--- Supplied records ---

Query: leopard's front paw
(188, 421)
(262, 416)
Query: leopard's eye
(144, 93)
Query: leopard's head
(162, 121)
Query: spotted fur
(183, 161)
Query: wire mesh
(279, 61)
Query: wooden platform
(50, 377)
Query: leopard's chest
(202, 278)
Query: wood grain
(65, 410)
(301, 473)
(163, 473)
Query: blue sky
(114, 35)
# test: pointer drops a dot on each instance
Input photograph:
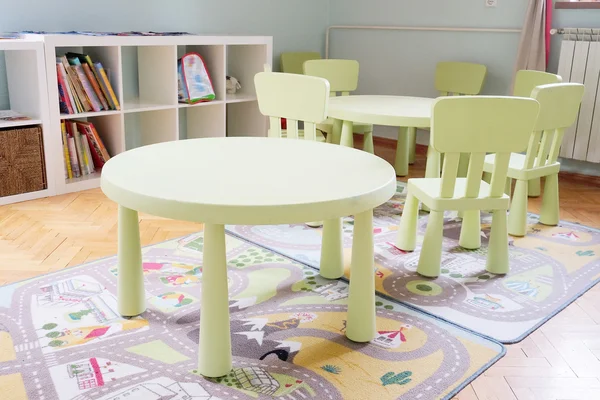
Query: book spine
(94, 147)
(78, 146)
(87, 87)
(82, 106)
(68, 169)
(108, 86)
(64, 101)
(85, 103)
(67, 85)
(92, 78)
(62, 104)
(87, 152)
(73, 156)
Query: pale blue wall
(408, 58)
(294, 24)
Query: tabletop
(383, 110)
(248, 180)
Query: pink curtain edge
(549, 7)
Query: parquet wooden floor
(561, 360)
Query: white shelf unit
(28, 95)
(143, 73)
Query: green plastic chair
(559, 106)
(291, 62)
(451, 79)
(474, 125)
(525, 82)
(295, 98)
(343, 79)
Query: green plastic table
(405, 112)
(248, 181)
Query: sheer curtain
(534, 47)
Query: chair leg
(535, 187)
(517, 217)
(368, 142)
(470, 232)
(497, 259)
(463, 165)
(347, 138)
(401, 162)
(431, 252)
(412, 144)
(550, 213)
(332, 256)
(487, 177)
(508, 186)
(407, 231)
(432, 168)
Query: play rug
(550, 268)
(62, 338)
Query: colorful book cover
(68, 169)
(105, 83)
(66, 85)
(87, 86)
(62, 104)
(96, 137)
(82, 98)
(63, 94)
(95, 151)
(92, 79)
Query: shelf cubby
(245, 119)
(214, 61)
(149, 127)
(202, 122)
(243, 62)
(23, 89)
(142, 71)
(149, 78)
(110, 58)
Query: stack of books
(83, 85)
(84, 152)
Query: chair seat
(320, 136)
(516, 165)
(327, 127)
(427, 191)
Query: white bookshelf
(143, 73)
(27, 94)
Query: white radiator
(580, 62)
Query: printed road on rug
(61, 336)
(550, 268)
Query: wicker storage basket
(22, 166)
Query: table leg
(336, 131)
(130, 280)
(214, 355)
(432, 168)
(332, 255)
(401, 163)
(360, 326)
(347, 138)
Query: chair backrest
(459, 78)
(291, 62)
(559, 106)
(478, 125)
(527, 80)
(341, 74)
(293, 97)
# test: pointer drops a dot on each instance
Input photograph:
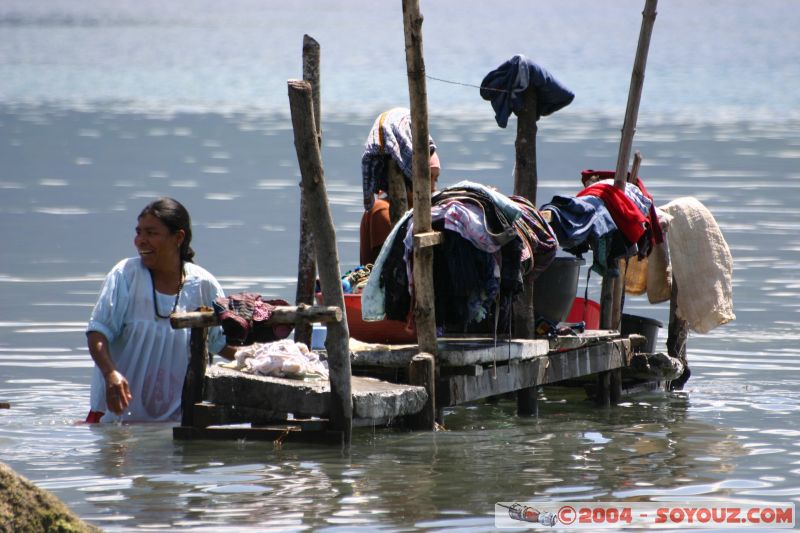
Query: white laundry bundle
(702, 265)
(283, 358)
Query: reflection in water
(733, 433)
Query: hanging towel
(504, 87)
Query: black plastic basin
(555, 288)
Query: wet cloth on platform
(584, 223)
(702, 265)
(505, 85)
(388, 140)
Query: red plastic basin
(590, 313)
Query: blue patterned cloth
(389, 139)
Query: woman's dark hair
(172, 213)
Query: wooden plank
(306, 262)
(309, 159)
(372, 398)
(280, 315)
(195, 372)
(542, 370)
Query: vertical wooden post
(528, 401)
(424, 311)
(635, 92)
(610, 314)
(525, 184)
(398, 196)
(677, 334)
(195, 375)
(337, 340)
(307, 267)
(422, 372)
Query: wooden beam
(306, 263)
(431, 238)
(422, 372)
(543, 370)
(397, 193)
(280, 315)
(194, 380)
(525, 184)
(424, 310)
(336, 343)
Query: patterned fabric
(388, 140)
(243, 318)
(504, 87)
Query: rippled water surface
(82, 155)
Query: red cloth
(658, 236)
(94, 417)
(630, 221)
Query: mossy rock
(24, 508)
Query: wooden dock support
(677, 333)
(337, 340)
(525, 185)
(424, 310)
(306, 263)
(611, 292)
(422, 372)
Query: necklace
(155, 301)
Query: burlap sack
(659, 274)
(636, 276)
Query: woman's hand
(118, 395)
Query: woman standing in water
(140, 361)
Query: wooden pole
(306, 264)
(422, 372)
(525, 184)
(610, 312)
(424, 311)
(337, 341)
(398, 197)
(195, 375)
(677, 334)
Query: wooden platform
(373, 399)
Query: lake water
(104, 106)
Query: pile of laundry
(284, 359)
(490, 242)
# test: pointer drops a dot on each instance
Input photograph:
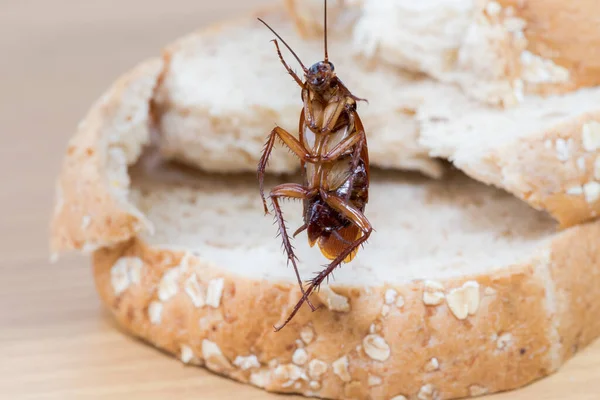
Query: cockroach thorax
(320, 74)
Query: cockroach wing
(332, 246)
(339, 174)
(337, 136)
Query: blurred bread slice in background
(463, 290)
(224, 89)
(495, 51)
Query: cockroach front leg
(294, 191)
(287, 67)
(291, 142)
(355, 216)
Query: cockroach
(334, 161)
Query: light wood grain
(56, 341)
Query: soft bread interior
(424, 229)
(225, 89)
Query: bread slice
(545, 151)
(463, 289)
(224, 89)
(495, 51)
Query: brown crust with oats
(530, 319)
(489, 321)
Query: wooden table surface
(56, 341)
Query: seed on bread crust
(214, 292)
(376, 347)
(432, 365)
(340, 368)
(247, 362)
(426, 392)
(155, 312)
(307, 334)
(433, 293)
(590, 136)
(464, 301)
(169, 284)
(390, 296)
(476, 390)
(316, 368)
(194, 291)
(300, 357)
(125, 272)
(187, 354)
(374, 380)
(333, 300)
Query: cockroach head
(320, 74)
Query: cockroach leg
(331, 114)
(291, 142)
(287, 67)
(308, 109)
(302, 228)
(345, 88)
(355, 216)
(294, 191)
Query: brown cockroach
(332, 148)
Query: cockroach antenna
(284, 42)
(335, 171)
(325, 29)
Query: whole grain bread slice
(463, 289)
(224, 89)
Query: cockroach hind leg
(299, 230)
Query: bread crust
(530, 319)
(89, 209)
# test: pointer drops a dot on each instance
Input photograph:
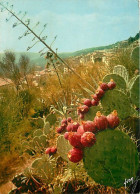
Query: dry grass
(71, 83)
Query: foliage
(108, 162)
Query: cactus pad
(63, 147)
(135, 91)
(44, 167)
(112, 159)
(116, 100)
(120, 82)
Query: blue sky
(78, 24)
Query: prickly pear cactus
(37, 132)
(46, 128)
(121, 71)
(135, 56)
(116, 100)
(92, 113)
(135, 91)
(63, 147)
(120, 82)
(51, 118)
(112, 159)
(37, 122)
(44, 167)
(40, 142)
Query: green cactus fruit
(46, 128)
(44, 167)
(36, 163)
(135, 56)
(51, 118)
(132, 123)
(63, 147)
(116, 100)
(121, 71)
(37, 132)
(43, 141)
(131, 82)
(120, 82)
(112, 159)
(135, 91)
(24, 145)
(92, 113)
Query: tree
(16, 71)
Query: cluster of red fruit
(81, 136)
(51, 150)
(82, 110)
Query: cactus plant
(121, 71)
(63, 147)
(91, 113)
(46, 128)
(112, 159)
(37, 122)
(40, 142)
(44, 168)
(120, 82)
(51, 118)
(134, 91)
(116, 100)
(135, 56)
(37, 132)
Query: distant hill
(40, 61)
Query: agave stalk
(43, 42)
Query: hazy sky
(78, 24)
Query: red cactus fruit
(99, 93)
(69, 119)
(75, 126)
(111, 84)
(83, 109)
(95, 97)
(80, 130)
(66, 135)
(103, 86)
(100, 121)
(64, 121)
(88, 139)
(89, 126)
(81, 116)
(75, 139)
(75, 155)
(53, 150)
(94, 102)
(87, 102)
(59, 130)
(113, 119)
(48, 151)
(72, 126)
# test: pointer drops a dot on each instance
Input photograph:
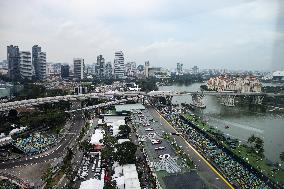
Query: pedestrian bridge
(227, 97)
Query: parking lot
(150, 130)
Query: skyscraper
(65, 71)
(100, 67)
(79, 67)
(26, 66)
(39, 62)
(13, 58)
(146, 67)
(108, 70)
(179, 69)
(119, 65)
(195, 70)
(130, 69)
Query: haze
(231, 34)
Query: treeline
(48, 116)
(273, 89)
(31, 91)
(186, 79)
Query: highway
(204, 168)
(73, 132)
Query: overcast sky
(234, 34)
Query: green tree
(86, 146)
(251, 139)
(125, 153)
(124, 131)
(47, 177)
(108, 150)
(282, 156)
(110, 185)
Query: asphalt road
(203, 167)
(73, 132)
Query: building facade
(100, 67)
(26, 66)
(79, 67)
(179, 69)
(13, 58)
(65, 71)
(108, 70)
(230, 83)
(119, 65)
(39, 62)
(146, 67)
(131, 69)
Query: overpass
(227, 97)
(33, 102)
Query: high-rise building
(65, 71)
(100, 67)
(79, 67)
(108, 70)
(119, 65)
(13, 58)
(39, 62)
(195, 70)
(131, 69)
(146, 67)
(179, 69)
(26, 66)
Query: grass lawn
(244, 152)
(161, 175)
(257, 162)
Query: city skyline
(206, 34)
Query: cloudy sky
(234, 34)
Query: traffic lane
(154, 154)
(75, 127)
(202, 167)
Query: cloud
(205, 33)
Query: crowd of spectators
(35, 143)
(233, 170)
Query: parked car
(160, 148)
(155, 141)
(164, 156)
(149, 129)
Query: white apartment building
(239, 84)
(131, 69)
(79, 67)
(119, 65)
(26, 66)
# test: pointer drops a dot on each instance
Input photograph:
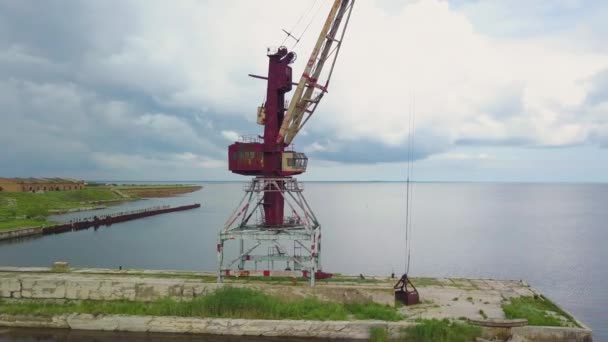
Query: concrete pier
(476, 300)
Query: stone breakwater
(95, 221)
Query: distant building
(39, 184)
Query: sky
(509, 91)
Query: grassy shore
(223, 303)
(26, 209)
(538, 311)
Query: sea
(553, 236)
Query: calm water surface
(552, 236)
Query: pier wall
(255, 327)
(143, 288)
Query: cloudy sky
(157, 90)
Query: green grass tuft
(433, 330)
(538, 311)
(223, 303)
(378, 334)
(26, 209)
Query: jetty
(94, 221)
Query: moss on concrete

---

**Problem requirements**
The required result is an exact copy of the lines from the line containing "Query: traffic lane" through the end of the entries, with every picture left out.

**Solution**
Query: traffic lane
(154, 154)
(75, 127)
(202, 167)
Query: cloud
(205, 33)
Query: crowd of spectators
(35, 143)
(233, 170)
Query: parked car
(160, 148)
(155, 141)
(164, 156)
(149, 129)
Query: white apartment building
(239, 84)
(131, 69)
(79, 67)
(119, 65)
(26, 66)
# test: pointer drops a dot on each instance
Input photograph:
Query: concrete pier
(476, 300)
Query: stone breakwater
(95, 221)
Query: distant building
(39, 184)
Query: sky
(509, 91)
Query: grassy shore
(223, 303)
(26, 209)
(538, 311)
Query: sea
(553, 236)
Query: calm water surface
(552, 236)
Query: pier wall
(255, 327)
(143, 288)
Query: cloudy sky
(157, 90)
Query: green grass tuft
(433, 330)
(538, 311)
(223, 303)
(378, 334)
(26, 209)
Query: jetty
(94, 221)
Query: moss on concrete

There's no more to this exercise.